**Extrait choisi:**
===

L'Union européenne et ses États membres ont fixé des objectifs ambitieux pour le déploiement de l'hydrogène en Europe, visant à atteindre d'ici 2030 20 millions de tonnes par an de demande d'hydrogène à faible teneur en carbone..

Romain Talagrand

Originator execution leader, BNP Paribas Low-Carbon Transition Group

Une large réserve de projets en cours de développement

Cependant, nous constatons encore beaucoup d’activité dans le secteur, avec une grande vague de projets en attente de la décision finale d'investissement au cours des 12 prochains mois. Les adjudications sont enfin annoncées : non seulement cela favorise l'économie de certains projets, mais cela ouvre aussi la voie à d'autres projets qui suivront une fois les premiers construits, car ils s'appuieront sur des infrastructures partagées et bénéficieront d'une plus grande confiance de la part des investisseurs et des marchés de capitaux. En outre, des progrès sont réalisés dans le déploiement des infrastructures, notamment les premiers segments de la l’architecture hydrogène de l'Union européenne.

Dans l'ensemble, les objectifs pour 2030 semblent donc ambitieux et le marché doit accélérer pour les atteindre. Cela ouvre également la voie à une plus grande part d'importations, à condition que l'infrastructure permettant ces importations soit également développée à temps.

Concrètement, sur quoi repose le succès d'un projet hydrogène ? 

Les développeurs de projets qui relient efficacement l'approvisionnement en énergie verte, d'une part, et la demande d'hydrogène ou de l'un de ses dérivés, d'autre part, seront les plus performants. A notre avis, trois stratégies en particulier seront déterminantes : premièrement, les initiatives qui intègrent le développement de l'énergie renouvelable pour faciliter la sécurisation de l'approvisionnement en énergie verte ; deuxièmement, celles qui intègrent l'aval pour offrir un produit qui peut être vendu sur un marché plus mature et pour lequel le transport et la logistique sont facilités ; et enfin, les stratégies d'implantation à proximité de la demande, littéralement sur site, et de développement en phases plus petites afin qu'il soit techniquement et économiquement plus facile pour le fournisseur d'absorber les augmentations progressives de l'offre d'hydrogène.

===

Annotations par points des photos:
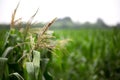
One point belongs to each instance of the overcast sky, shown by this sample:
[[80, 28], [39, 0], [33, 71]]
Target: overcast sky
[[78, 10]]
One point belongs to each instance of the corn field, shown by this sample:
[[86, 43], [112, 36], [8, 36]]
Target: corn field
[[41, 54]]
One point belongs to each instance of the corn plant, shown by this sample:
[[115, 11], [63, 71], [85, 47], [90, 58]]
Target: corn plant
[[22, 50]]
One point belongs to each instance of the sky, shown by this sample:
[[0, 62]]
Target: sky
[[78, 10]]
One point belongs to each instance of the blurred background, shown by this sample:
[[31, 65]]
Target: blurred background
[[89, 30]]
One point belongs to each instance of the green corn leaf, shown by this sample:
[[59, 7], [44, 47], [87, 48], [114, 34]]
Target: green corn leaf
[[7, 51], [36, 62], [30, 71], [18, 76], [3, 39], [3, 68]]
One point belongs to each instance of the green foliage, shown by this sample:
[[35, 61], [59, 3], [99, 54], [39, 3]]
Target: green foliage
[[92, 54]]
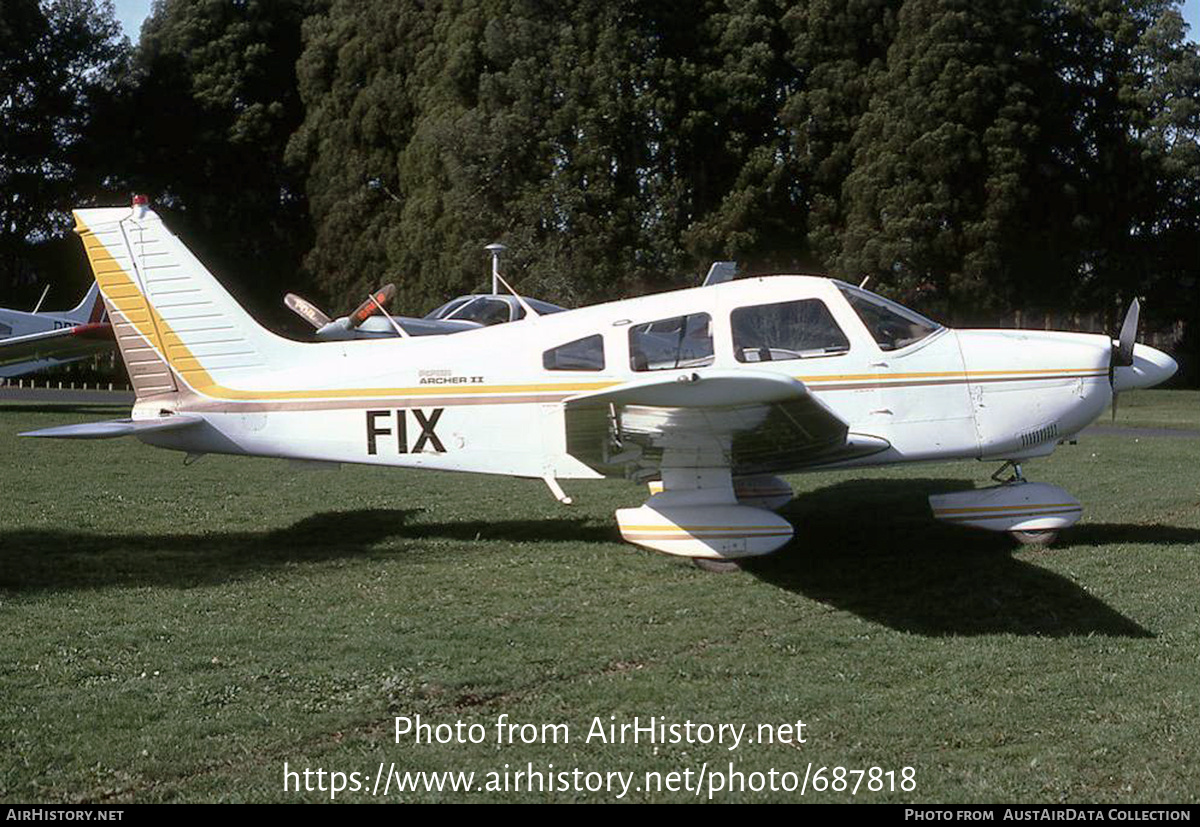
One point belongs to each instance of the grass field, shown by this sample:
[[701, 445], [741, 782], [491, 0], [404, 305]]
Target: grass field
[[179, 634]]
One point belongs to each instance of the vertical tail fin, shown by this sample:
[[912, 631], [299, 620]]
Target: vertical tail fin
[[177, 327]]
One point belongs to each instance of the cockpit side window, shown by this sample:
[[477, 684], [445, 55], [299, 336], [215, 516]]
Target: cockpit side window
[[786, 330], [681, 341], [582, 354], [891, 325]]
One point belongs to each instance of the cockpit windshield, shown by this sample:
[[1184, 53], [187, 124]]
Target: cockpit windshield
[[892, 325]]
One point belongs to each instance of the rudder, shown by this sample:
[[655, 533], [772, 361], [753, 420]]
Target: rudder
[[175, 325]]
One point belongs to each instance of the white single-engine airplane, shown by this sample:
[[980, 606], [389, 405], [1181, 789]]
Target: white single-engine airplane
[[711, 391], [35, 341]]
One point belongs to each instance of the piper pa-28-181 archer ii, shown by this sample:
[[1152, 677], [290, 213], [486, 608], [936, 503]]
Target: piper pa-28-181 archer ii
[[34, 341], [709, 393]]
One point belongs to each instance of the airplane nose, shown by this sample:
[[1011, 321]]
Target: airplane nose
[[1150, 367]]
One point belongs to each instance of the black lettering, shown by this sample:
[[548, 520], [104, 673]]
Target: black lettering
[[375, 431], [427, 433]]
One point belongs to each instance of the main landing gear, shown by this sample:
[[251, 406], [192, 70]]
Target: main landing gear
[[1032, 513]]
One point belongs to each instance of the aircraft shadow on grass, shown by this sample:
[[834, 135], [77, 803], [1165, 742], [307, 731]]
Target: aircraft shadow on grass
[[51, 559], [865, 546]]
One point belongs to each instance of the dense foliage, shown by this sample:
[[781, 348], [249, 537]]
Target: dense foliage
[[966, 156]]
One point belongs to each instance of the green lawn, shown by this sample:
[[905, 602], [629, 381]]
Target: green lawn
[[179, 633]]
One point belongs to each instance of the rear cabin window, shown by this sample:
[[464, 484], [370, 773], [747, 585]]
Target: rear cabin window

===

**Travail demandé:**
• 1. D'après l'extrait, quel volume annuel de demande d'hydrogène à faible teneur en carbone l'Union européenne vise-t-elle d'ici 2030 ?
• 2. Résumez l'extrait en deux phrases.
• 3. Reprenez tout ce qui va de « Romain Talagrand » jusqu'à « de l'Union européenne. » dans l'extrait, en renommant « adjudications » en « enchères ».
Appuyez-vous uniquement sur l'extrait pour répondre.

**Réponses dans l'ordre:**
• 1. 20 millions de tonnes par an.

• 2. L'Union européenne vise 20 millions de tonnes par an de demande d'hydrogène à faible teneur en carbone d'ici 2030, un objectif ambitieux qui impose au marché d'accélérer, alors que de nombreux projets attendent leur décision finale d'investissement et que les infrastructures progressent. Les projets les plus performants seront ceux qui relient efficacement l'approvisionnement en énergie verte et la demande, notamment en intégrant les renouvelables ou l'aval, ou en s'implantant près de la demande par phases plus petites.

• 3.
Romain Talagrand

Originator execution leader, BNP Paribas Low-Carbon Transition Group

Une large réserve de projets en cours de développement

Cependant, nous constatons encore beaucoup d’activité dans le secteur, avec une grande vague de projets en attente de la décision finale d'investissement au cours des 12 prochains mois. Les enchères sont enfin annoncées : non seulement cela favorise l'économie de certains projets, mais cela ouvre aussi la voie à d'autres projets qui suivront une fois les premiers construits, car ils s'appuieront sur des infrastructures partagées et bénéficieront d'une plus grande confiance de la part des investisseurs et des marchés de capitaux. En outre, des progrès sont réalisés dans le déploiement des infrastructures, notamment les premiers segments de la l’architecture hydrogène de l'Union européenne.